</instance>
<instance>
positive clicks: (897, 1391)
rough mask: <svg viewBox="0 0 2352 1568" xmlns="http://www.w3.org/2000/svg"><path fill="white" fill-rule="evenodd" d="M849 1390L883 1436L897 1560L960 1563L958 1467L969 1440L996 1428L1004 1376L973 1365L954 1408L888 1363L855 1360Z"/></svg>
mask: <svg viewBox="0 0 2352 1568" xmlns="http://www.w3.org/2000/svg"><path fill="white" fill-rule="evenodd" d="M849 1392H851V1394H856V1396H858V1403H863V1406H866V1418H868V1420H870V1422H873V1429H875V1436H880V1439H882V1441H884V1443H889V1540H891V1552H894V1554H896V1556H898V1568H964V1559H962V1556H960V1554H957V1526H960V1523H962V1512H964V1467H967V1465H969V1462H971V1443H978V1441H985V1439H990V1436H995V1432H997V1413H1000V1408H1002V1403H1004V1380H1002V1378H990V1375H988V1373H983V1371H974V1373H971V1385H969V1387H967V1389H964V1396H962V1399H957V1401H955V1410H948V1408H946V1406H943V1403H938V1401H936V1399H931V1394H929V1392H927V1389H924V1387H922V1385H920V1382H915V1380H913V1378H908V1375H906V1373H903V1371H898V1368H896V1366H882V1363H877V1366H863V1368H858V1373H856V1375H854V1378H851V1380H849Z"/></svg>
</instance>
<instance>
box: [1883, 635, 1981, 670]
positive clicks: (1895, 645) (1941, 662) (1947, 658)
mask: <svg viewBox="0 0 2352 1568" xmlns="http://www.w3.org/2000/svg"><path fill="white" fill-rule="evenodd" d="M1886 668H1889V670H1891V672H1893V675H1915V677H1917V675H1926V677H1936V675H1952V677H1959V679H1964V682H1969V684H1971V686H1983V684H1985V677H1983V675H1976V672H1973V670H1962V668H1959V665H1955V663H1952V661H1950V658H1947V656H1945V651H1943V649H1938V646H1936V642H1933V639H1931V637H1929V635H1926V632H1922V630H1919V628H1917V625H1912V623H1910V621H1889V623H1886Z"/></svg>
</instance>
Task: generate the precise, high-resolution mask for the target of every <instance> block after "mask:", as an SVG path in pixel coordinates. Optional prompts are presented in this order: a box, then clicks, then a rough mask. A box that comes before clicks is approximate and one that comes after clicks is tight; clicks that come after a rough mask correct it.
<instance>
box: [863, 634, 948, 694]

□ □ □ □ □ □ □

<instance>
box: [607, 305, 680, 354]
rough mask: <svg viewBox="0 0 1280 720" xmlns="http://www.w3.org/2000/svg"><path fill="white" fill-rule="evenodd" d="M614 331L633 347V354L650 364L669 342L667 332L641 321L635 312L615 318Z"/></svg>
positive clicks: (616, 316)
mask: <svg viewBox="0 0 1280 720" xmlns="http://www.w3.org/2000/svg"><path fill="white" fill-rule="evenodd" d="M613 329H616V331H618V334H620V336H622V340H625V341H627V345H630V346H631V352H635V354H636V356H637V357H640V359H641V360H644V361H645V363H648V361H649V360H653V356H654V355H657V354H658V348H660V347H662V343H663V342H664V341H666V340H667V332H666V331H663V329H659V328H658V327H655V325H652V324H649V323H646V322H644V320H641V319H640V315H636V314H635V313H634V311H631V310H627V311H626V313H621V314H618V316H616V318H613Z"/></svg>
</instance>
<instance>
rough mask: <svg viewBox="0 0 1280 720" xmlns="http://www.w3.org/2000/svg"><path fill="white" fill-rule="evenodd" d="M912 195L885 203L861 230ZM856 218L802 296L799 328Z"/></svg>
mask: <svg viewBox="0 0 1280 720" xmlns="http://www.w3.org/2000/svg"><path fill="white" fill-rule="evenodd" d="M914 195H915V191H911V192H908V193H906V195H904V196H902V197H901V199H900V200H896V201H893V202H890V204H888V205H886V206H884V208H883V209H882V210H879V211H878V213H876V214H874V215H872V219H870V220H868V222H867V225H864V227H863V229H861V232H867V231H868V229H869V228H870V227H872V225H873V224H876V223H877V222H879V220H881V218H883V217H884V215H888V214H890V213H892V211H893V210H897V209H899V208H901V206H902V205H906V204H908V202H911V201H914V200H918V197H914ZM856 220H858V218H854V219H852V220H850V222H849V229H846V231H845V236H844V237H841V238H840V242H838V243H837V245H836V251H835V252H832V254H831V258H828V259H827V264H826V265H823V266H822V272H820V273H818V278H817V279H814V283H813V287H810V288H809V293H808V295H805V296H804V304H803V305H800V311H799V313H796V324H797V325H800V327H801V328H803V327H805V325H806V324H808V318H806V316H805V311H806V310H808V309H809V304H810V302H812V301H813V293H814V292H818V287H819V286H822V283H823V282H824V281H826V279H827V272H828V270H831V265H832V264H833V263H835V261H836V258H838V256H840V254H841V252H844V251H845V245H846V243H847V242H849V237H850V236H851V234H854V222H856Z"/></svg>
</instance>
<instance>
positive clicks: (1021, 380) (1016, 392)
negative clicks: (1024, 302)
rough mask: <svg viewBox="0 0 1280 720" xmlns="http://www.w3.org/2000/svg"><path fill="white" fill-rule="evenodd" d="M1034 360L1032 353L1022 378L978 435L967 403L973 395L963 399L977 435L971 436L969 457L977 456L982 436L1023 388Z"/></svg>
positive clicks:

□ □ □ □ □ □ □

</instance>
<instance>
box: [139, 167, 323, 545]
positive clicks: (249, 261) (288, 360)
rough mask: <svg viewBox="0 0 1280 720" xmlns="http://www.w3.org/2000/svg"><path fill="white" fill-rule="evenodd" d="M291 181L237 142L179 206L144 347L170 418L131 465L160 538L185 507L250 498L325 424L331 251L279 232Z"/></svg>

□ □ □ □ □ □ □

Task item
Find every line in the material above that contains the word "positive" and copy each of those lines in full.

Finished task
positive clicks: (897, 1391)
positive clicks: (1895, 645) (1941, 662) (1947, 658)
positive clicks: (616, 316)
positive clicks: (1021, 380) (1016, 392)
positive clicks:
positive clicks: (249, 261) (288, 360)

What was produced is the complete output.